> [LIST OF TASKS]:
[A] Answer these questions using the text about holidays by train:
(i) Which three places were high on the agenda for retirement?
(ii) Which mountains are named as sliding by while sitting up in bed with a cuppa?
(iii) How many days did the first trip from home to Athens take?
[B] Write the next part of the text about holidays by train, starting after its final sentence.

> [TEXT BLOCK]:
════════════════════

The obvious next step was to forgo flying, but still have exciting holidays, so train was the obvious solution.

Go by train or don’t go

Retirement was meant to be one long trip – Easter Island, Chile, New Zealand were high on the agenda – but I just couldn’t do it anymore. 

I understand the unfairness of this – we’ve been adventuring, we’ve done a lot of what we wanted to do. This challenge is so much more demanding if you’re young and should have everything before you. but don’t lose heart – it’s still all there to go for. 

The train can be a brilliant adventureWe’ve had some of our best adventures on the train and met fascinating people along the way – the little Romania boy who brought his drum and performed a duet with John on the spoons, watched by all his friends and relations; sitting up in bed with a cuppa watching the Carpathian mountains slide by; the carriage of people who thanked we Brits for blowing up the  Gorgopotamos Bridge, stopping the Nazi’s reaching Athens. 

The trick is to leave time for the journey if you can manage it. It becomes a whole holiday on its own. That first adventure from home to Athens took us nine days, with stays in Vienna, Budapest, Bucharest, Hotnitsa (Bulgaria) and Thessaloniki along the way. We could have done it in two sleeps, but this was so much more exciting.

════════════════════

> [MATERIAL SUPPLIED]:

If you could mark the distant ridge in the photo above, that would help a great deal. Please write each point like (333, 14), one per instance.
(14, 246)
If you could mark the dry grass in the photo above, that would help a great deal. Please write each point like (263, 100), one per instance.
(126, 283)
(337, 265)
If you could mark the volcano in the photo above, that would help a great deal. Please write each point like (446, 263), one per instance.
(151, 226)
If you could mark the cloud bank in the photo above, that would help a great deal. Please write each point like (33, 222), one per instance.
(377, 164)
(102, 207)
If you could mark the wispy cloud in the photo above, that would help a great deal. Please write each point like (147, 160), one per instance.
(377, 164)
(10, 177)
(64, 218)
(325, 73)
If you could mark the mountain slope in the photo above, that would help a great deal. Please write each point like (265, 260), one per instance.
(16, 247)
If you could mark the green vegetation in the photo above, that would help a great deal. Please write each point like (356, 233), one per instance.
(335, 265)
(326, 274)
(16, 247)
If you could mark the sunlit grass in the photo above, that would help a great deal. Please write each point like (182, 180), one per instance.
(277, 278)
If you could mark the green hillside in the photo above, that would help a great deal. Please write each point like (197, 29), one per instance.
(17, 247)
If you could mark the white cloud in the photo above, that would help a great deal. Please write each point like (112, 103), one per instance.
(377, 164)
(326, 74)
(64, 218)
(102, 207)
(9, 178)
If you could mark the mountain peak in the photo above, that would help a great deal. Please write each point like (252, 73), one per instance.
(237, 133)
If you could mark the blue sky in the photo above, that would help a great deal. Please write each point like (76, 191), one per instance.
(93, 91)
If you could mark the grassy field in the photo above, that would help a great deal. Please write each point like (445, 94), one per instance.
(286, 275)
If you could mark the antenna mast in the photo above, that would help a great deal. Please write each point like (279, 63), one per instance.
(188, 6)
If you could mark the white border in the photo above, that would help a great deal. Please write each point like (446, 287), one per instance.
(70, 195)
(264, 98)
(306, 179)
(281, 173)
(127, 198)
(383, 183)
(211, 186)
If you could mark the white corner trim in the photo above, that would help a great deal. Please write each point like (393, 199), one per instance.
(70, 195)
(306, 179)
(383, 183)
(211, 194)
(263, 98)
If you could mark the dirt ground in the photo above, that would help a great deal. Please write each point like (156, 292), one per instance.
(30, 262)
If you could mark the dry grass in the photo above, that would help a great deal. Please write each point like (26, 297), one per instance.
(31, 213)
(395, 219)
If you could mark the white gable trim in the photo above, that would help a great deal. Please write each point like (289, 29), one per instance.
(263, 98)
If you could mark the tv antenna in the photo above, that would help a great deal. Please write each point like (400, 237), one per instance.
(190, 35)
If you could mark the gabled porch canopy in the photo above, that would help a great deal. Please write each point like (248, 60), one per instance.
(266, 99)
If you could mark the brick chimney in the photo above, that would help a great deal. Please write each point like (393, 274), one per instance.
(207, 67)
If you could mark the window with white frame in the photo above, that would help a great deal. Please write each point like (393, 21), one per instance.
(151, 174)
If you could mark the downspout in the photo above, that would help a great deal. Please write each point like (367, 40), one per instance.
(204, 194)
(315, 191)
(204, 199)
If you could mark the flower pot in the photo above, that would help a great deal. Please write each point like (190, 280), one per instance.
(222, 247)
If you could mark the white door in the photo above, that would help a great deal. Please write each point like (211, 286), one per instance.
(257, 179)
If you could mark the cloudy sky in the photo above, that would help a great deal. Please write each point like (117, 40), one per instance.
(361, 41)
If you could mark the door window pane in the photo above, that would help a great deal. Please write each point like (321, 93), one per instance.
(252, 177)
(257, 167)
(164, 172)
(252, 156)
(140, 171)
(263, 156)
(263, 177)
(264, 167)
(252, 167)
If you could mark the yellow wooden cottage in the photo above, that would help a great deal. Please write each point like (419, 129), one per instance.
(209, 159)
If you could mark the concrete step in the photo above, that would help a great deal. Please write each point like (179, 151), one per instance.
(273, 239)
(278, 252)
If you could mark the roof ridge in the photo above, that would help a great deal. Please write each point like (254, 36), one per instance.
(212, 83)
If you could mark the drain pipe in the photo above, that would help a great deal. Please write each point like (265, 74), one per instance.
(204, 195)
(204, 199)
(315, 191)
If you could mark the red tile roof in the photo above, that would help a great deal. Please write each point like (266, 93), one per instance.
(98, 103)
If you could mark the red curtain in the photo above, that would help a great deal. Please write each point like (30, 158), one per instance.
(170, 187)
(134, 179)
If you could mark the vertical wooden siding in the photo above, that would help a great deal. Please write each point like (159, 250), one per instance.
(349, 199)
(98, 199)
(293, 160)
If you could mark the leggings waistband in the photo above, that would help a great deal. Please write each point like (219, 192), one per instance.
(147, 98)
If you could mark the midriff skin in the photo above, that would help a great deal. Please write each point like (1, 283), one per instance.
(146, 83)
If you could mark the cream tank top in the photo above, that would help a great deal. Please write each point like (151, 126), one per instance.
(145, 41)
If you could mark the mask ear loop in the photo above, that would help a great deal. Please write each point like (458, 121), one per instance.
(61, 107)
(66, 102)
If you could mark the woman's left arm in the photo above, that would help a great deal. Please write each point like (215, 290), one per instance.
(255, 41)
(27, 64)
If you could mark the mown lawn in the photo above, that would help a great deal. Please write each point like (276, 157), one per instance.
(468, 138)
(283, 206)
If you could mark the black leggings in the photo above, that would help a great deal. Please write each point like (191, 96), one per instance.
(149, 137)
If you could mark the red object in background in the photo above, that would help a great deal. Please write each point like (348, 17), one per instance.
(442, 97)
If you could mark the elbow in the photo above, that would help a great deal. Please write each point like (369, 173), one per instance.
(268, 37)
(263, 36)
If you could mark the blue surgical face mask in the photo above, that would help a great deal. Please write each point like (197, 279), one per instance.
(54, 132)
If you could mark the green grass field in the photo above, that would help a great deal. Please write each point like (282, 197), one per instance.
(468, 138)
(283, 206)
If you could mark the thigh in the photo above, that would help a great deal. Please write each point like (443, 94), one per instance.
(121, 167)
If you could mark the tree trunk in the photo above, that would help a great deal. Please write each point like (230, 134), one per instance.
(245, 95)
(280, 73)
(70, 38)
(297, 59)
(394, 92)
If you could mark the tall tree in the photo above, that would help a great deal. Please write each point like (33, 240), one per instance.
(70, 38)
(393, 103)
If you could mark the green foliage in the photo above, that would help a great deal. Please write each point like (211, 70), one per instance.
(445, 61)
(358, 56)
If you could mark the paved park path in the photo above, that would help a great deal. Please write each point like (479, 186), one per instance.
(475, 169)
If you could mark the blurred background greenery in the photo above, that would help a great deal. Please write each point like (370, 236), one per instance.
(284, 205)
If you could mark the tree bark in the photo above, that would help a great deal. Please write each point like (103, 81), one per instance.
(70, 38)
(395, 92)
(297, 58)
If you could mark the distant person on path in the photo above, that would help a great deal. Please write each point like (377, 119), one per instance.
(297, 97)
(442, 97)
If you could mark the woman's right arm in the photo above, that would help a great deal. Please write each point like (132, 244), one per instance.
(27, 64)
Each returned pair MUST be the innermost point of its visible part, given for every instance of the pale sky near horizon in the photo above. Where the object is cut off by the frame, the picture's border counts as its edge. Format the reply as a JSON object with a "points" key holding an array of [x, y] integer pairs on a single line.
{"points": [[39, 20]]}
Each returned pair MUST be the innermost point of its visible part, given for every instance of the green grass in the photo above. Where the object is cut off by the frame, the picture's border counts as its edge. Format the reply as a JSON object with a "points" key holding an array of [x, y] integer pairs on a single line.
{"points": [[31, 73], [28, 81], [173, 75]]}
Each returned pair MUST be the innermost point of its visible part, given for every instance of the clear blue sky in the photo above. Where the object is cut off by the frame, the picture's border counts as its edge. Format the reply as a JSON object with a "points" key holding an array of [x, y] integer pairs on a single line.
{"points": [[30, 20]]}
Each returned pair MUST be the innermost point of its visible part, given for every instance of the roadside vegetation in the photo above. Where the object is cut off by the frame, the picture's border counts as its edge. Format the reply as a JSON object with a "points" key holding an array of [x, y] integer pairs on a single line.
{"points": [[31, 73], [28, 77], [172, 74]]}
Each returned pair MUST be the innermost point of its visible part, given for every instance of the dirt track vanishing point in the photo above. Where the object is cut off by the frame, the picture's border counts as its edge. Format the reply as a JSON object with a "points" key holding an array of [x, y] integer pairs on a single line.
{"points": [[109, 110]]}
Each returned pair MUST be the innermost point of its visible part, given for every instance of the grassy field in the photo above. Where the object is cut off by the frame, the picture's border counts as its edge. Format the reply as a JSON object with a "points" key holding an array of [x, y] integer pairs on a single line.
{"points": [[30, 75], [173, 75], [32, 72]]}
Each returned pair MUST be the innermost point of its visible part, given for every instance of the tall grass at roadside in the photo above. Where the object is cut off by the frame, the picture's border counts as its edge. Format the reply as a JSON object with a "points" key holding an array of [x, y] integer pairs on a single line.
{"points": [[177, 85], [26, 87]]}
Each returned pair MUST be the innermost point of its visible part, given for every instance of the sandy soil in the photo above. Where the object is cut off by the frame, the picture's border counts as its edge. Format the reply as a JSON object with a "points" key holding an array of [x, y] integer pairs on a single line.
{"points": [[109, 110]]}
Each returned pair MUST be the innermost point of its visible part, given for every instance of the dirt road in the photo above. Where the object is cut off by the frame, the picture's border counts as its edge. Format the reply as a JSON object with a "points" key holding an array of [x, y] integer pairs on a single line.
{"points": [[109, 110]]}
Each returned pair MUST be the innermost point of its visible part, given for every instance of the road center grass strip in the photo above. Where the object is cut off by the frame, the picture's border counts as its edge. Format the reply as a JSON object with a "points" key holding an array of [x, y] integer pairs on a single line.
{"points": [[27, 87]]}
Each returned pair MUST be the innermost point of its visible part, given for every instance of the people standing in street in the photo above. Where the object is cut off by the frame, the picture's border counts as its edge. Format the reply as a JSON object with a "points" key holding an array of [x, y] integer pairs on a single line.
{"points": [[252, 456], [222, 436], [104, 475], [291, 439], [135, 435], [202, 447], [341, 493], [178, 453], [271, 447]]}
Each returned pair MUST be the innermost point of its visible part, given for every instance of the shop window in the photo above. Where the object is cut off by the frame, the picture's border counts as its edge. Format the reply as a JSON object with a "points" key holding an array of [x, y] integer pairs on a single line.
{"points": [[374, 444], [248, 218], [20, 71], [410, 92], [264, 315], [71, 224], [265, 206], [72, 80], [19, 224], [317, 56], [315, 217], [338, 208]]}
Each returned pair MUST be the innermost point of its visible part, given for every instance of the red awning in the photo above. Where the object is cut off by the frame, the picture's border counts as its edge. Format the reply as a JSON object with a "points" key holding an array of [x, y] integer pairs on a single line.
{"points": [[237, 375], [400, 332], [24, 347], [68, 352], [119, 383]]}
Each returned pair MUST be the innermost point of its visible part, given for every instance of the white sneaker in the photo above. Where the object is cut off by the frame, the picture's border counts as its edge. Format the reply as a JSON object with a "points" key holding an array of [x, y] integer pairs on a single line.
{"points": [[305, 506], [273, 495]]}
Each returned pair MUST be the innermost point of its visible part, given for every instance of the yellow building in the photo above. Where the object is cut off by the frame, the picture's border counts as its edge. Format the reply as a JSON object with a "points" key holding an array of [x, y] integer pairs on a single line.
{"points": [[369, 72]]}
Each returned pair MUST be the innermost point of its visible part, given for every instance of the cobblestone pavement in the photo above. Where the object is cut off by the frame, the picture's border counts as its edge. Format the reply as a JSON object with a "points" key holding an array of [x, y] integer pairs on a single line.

════════════════════

> [RESPONSES PER TASK]:
[A]
(i) Easter Island, Chile and New Zealand
(ii) The Carpathian mountains
(iii) Nine days

[B]
From Home to Marrakech

An invite to join in a trip to Marrakech at first made me sad – it would have been lovely to adventure with kids and grandkid. But then I stopped being so defeatist and went on line to The Man at Seat 61 Turns out it can be done quite easily. And could include a short stop off in Granada on the way back, which I’ve always wanted to see.

So caring for the planet and travel are not totally at odds. Travel in Europe is easy – trains link up, run to time and are warm and comfortable. Of course there are hiccups, but then there are plenty of those by plane too. And I do realise that while many trains in Europe are electric there will still be some diesel, but it’s still much less pollution that flying in a tin box.

There is something so satisfying about leaving home and starting straight away without all that messing about with check in and security. Not to mention seeing where we’re going and visiting all the places in between.

Take a look at Man in Seat 61. Put in any journey you can think of and scroll through. See the trains, the restaurant car, the views and best hotels – it’s all there for you. This way you can have the adventure without the tension and worry. Get on that train and see the world!